Excerpts from a dataset:
------

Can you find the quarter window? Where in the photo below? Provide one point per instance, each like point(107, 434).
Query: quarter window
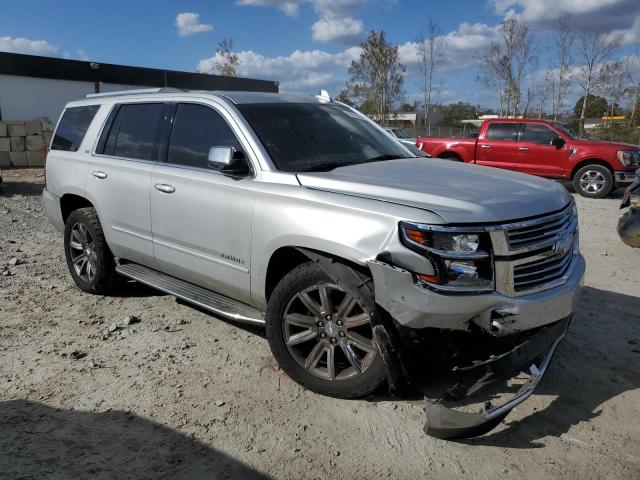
point(197, 128)
point(72, 127)
point(503, 132)
point(536, 133)
point(138, 135)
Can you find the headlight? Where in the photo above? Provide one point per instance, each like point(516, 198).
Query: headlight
point(629, 158)
point(461, 259)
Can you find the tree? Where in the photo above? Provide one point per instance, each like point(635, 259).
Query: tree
point(230, 62)
point(377, 77)
point(593, 106)
point(563, 46)
point(430, 55)
point(594, 49)
point(506, 64)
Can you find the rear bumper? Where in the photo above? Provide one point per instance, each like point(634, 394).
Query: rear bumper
point(51, 205)
point(414, 306)
point(534, 354)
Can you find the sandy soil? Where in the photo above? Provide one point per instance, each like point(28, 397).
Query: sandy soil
point(182, 394)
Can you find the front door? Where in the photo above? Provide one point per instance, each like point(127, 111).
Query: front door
point(201, 217)
point(498, 147)
point(120, 175)
point(537, 155)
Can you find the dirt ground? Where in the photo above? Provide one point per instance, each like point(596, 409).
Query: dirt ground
point(183, 394)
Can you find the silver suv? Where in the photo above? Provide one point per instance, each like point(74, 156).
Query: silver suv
point(301, 214)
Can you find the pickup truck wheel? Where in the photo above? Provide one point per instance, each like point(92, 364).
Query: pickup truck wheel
point(593, 181)
point(89, 259)
point(322, 336)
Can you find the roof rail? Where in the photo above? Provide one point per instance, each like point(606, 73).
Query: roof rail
point(137, 91)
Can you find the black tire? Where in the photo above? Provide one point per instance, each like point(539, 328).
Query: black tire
point(104, 266)
point(602, 181)
point(301, 278)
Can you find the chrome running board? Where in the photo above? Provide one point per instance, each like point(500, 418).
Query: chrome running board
point(201, 297)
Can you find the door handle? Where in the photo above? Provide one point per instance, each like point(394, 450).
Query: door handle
point(164, 188)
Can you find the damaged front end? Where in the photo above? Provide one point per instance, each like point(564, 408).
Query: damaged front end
point(533, 354)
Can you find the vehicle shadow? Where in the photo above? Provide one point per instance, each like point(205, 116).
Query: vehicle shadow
point(596, 362)
point(13, 186)
point(38, 441)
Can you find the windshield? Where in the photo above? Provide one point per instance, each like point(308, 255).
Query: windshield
point(570, 132)
point(400, 133)
point(309, 136)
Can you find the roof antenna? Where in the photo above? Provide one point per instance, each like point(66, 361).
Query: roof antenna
point(324, 96)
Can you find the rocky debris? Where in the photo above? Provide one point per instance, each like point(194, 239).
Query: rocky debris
point(77, 355)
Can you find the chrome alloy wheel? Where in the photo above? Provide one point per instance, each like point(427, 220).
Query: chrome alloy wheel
point(83, 253)
point(592, 181)
point(328, 332)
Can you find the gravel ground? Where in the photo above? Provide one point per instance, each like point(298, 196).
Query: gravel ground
point(182, 394)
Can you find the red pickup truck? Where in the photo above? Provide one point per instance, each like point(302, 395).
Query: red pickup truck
point(544, 148)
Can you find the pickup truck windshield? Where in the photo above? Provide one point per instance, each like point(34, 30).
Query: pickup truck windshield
point(308, 136)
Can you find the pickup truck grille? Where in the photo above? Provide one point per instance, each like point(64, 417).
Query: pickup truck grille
point(536, 233)
point(542, 272)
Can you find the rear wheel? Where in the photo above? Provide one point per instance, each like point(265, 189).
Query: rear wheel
point(593, 181)
point(322, 336)
point(89, 259)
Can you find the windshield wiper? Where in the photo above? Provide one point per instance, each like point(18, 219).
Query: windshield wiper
point(324, 167)
point(381, 158)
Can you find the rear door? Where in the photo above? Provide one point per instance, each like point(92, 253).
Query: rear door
point(499, 146)
point(537, 155)
point(201, 216)
point(120, 176)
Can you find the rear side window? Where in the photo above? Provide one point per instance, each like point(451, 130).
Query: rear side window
point(72, 127)
point(133, 131)
point(197, 128)
point(536, 133)
point(503, 132)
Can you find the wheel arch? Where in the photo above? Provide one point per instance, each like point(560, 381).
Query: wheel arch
point(70, 202)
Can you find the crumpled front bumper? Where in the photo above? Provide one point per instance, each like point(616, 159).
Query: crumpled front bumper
point(533, 354)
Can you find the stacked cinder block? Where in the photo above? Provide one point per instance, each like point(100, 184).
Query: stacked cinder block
point(22, 144)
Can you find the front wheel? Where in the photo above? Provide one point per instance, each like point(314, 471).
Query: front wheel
point(322, 336)
point(593, 181)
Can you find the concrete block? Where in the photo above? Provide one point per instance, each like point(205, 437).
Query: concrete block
point(16, 129)
point(18, 159)
point(35, 158)
point(5, 160)
point(34, 142)
point(33, 127)
point(17, 144)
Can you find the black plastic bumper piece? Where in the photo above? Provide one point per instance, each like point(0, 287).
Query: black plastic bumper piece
point(534, 354)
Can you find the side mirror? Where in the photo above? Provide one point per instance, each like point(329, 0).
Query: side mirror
point(228, 160)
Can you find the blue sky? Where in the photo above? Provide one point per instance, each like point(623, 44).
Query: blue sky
point(305, 44)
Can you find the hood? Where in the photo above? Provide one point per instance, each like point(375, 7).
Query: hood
point(458, 192)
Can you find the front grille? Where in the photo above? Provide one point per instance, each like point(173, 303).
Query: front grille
point(536, 233)
point(541, 272)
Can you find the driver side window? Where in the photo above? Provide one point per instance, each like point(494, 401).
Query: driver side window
point(197, 128)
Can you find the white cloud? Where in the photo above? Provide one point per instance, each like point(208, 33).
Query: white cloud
point(289, 7)
point(24, 45)
point(605, 14)
point(301, 71)
point(338, 30)
point(188, 23)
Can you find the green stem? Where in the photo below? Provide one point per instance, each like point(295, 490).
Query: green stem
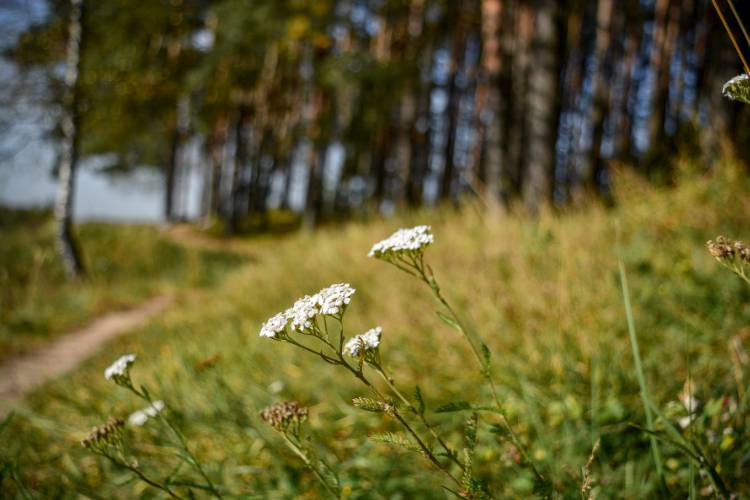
point(638, 363)
point(180, 437)
point(398, 417)
point(307, 461)
point(439, 297)
point(142, 477)
point(421, 418)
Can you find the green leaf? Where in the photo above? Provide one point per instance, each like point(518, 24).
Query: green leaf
point(464, 405)
point(542, 489)
point(442, 486)
point(330, 476)
point(420, 401)
point(6, 423)
point(470, 439)
point(390, 438)
point(448, 321)
point(487, 356)
point(738, 88)
point(500, 430)
point(370, 405)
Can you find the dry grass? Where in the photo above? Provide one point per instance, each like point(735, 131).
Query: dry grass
point(543, 294)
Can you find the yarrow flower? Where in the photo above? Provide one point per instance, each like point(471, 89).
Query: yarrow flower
point(140, 417)
point(119, 368)
point(330, 301)
point(108, 434)
point(403, 240)
point(280, 416)
point(370, 339)
point(274, 326)
point(335, 298)
point(302, 312)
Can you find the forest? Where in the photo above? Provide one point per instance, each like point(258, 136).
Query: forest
point(560, 310)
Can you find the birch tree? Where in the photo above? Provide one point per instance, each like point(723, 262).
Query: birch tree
point(66, 244)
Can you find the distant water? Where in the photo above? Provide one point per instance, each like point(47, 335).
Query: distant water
point(26, 182)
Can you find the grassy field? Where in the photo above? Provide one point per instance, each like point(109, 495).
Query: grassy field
point(125, 266)
point(543, 294)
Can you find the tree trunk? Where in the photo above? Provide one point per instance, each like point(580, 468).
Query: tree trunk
point(66, 245)
point(489, 107)
point(207, 188)
point(518, 87)
point(542, 105)
point(217, 153)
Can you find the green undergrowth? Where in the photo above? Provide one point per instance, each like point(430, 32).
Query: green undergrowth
point(125, 265)
point(543, 294)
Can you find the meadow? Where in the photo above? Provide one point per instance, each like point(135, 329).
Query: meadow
point(544, 294)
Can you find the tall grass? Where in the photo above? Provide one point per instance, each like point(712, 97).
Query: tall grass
point(546, 295)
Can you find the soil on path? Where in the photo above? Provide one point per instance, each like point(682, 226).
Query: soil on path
point(20, 375)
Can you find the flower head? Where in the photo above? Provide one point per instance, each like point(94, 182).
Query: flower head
point(274, 326)
point(280, 416)
point(302, 312)
point(120, 368)
point(370, 339)
point(335, 298)
point(140, 417)
point(108, 434)
point(403, 240)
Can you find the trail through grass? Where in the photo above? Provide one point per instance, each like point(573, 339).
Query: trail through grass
point(544, 295)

------

The response should consist of the lines above from the first through the one containing "Can you find the front door?", transcribed exactly, with every picture left out.

### SOLVED EXERCISE
Can you find the quarter window? Where in the photo below? Provide one point per instance, each like point(107, 434).
Query: quarter window
point(197, 128)
point(72, 127)
point(503, 132)
point(536, 133)
point(138, 135)
Can you find the headlight? Where in the photo above? Provide one point per instance, each like point(516, 198).
Query: headlight
point(629, 158)
point(461, 259)
Can you find the tree? Where in the photo above? Provide one point per instance, each like point(635, 259).
Query: tree
point(230, 62)
point(377, 77)
point(593, 106)
point(563, 46)
point(430, 55)
point(594, 49)
point(506, 64)
Can you find the rear bumper? Where in the photo above? Provide one point per instance, each like point(634, 394).
Query: rear bumper
point(51, 205)
point(414, 306)
point(534, 354)
Can you find the sandy soil? Where in the photo above? Provide one point per instance, each like point(28, 397).
Query: sandy soil
point(182, 394)
Can you find the front door? Where in the photo above? Provide one point per instance, each like point(127, 111).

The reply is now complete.